» Exercise directions: Copy out the data from the line containing "</instance>" through the line containing "positive clicks: (789, 111)", including both of those lines.

» Input for this task:
+++++
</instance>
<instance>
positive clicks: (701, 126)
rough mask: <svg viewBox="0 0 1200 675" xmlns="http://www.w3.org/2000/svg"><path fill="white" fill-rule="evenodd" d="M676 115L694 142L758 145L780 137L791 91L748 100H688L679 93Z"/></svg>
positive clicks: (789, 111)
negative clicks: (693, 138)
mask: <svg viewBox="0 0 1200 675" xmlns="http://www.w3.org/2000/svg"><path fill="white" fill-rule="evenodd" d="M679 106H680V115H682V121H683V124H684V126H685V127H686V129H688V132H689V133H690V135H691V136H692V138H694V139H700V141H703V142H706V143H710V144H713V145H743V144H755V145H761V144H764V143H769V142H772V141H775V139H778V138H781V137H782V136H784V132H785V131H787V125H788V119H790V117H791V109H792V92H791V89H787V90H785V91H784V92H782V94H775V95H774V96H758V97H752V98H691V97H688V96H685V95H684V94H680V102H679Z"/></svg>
+++++
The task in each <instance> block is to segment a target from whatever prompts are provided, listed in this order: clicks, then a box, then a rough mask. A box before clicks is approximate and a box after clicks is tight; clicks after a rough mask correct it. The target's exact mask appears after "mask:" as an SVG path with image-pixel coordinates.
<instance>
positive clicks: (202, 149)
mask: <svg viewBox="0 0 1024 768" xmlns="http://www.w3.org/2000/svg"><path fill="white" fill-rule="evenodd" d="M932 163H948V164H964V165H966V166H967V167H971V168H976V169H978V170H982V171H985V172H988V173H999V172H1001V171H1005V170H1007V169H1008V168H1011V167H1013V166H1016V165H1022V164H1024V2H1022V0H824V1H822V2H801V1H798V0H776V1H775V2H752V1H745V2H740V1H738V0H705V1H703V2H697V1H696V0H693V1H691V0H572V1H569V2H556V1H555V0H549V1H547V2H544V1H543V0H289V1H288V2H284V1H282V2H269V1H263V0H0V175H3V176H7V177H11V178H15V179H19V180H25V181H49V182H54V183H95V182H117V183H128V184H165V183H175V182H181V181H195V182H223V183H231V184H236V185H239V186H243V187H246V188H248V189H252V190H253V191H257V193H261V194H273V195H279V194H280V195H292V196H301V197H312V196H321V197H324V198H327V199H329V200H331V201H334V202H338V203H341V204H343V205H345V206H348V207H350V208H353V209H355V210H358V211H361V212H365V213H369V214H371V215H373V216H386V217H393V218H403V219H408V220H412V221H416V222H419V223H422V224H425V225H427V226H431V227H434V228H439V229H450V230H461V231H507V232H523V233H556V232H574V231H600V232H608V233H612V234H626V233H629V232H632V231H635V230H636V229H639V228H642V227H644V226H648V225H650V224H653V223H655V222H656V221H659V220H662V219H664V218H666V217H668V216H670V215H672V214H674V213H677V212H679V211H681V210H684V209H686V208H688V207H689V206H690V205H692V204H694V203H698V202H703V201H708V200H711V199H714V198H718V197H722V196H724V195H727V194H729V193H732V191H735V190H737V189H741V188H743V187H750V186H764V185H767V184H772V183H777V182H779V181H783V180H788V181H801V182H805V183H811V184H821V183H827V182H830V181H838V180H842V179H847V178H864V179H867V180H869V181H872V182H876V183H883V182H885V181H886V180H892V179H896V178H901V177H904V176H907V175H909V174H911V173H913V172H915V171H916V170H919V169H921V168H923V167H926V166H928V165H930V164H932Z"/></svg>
+++++
» Solution to the exercise:
</instance>
<instance>
positive clicks: (701, 126)
rough mask: <svg viewBox="0 0 1200 675" xmlns="http://www.w3.org/2000/svg"><path fill="white" fill-rule="evenodd" d="M676 115L694 142L758 145L780 137L791 91L748 100H688L679 93Z"/></svg>
positive clicks: (789, 111)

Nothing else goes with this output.